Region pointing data

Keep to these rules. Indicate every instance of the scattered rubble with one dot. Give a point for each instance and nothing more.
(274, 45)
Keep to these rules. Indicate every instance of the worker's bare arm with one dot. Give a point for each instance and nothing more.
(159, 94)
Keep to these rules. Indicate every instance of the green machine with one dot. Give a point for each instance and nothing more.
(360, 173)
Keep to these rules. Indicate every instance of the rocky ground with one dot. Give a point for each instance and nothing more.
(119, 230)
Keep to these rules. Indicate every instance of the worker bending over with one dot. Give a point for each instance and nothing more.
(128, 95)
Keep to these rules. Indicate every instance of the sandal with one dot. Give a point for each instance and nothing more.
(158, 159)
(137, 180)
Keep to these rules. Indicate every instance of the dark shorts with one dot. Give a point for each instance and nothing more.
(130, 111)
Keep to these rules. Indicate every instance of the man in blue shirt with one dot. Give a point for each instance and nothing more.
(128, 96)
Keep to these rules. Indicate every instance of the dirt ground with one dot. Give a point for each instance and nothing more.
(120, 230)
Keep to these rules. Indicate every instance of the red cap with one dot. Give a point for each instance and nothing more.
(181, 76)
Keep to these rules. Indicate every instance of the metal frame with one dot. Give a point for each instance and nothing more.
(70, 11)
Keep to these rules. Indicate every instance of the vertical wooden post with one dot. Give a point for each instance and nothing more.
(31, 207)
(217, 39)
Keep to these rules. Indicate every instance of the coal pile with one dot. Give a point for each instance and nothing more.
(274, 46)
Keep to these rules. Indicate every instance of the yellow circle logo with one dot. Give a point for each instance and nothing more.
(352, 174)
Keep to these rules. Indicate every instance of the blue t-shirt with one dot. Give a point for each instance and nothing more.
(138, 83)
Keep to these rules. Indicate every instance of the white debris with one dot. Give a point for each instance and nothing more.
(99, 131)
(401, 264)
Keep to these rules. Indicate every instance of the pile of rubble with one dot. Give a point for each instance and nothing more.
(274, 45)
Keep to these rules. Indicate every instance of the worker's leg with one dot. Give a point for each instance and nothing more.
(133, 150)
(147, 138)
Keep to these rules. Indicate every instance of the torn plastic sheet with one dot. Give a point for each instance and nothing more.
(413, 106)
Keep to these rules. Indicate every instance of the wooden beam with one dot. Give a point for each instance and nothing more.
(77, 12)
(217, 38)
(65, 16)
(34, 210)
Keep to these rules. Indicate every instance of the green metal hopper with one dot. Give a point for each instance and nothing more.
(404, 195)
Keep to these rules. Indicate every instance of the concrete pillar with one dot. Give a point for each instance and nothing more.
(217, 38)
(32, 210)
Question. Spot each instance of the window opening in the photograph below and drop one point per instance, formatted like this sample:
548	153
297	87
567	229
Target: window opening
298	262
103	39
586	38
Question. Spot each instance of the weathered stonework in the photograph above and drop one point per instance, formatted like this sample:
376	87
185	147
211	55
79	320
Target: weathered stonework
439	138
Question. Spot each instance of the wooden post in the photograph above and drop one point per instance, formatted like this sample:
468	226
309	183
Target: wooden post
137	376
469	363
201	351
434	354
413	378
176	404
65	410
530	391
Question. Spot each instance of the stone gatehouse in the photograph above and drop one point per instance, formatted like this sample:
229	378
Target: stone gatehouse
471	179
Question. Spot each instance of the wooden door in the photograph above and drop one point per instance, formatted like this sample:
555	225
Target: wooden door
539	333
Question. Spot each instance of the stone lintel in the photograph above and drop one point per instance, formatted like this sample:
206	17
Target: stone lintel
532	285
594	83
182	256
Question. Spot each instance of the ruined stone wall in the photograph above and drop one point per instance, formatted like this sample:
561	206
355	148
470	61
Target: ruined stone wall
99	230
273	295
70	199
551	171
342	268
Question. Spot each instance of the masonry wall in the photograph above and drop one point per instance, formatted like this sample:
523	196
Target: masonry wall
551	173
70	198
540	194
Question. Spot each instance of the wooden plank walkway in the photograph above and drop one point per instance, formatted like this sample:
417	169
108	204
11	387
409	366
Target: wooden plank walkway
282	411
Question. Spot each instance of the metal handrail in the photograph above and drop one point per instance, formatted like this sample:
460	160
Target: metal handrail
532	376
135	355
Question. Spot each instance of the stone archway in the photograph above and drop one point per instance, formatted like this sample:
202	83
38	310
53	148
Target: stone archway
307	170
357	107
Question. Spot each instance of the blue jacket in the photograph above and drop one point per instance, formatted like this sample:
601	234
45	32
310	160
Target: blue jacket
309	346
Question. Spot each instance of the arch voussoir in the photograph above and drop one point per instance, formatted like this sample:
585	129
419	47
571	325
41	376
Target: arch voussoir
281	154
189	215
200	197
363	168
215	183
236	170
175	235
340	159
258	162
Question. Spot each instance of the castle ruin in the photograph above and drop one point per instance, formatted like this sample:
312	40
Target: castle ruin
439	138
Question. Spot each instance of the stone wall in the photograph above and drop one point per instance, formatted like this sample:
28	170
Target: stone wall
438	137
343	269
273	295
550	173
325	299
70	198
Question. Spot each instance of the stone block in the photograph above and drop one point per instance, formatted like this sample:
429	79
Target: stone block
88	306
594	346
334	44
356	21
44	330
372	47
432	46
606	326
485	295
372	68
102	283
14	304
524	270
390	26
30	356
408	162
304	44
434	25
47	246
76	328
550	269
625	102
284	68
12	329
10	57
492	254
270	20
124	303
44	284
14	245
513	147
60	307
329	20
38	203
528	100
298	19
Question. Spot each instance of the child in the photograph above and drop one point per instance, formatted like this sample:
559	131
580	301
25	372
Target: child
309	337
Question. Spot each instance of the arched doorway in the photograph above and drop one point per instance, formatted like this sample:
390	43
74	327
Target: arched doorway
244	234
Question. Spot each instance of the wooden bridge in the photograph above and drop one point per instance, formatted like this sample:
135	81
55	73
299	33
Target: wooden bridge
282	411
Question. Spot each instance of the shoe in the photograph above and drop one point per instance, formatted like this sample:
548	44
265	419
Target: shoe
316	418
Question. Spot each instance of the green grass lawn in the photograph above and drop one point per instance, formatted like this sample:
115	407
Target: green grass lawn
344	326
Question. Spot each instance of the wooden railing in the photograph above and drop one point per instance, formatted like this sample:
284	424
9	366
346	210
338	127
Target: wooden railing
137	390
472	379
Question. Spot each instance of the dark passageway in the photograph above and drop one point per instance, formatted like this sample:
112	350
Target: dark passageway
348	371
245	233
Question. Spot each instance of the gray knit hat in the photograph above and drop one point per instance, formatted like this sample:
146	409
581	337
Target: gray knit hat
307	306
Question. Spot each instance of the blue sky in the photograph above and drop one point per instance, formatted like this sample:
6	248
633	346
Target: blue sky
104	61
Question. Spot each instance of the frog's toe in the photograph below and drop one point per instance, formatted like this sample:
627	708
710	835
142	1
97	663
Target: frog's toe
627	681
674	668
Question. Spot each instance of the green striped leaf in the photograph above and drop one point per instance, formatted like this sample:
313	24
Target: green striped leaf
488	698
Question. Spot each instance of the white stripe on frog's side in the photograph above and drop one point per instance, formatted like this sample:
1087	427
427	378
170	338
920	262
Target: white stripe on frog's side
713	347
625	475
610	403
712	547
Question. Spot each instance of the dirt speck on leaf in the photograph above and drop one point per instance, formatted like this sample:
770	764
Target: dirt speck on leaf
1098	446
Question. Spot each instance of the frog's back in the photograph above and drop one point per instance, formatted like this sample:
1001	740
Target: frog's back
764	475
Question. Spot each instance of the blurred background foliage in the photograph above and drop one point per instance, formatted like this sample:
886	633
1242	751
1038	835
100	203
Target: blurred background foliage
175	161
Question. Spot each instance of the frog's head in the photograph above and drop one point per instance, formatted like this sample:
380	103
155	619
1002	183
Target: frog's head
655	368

PROBLEM DETAILS
All lines that hold the word "below" should be copied from the data.

EXERCISE OUTPUT
Question. Spot each instance of the window opening in the photograph below and drop one point per instance, formatted like this sample:
Question. Spot each instance of the frog's toe in the photograph below and drop one point per instance, formatted like this sample:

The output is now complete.